What you need to do
Rewrite the items below, starting with the line containing "like [224, 104]." and continuing through the last item, requests included. Multiply every coordinate in the answers by 1.25 and round each to a whole number, with halves rounding up, but leave the requests and their sample coordinates unchanged.

Information shown

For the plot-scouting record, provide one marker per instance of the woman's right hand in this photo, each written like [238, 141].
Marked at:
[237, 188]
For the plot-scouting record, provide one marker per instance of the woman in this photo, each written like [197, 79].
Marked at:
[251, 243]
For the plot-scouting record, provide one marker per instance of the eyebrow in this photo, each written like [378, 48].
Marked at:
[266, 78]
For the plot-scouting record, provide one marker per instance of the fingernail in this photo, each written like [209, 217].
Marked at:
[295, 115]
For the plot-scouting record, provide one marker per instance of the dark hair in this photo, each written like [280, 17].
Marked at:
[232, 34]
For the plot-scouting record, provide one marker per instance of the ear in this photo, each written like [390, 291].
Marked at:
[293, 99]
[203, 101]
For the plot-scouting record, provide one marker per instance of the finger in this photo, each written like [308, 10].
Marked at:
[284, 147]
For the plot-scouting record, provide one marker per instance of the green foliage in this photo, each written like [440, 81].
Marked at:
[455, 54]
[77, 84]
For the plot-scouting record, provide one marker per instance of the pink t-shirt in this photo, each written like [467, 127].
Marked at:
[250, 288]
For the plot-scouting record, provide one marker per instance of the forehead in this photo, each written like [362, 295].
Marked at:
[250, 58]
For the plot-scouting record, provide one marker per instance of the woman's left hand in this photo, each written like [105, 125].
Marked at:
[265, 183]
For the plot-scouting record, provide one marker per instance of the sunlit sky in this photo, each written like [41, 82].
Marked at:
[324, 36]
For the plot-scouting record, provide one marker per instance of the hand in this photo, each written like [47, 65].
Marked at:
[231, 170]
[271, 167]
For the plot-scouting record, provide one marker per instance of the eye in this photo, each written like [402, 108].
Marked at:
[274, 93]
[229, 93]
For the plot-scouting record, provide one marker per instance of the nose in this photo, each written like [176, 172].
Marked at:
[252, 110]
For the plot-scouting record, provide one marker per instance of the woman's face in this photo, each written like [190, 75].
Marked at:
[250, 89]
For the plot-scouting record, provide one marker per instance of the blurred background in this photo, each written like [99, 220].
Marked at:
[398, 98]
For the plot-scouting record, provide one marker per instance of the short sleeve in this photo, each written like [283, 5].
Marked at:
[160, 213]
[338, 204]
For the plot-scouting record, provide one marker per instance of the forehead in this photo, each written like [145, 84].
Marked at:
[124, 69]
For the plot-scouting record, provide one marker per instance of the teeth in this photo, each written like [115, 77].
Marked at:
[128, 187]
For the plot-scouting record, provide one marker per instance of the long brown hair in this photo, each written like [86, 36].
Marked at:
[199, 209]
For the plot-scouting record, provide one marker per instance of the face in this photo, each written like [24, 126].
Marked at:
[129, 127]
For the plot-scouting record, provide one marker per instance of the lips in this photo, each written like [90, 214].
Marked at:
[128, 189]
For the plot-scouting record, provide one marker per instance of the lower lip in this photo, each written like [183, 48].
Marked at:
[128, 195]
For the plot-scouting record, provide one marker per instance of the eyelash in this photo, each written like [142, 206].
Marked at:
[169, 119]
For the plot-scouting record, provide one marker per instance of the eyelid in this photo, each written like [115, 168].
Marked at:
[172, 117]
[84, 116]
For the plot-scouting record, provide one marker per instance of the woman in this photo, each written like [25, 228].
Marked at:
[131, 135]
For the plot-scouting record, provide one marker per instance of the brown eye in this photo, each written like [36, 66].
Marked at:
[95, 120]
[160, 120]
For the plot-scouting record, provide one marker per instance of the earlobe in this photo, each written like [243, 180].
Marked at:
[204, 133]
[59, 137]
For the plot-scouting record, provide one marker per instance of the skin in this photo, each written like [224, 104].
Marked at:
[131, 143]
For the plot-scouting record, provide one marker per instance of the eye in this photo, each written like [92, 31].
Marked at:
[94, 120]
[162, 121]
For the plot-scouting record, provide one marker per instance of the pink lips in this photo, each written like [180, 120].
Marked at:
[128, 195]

Output for this exercise
For the plot-scouting record, provide one marker per instance of the skin in this photo, each written like [224, 104].
Marked at:
[164, 179]
For the plot-scouting record, provide one marker per instance of the eye in this photo, each written like [92, 31].
Marked at:
[118, 150]
[203, 151]
For the plot-scouting record, provide one marker per instance of the pink lips in this photo, each written like [180, 120].
Marked at:
[160, 244]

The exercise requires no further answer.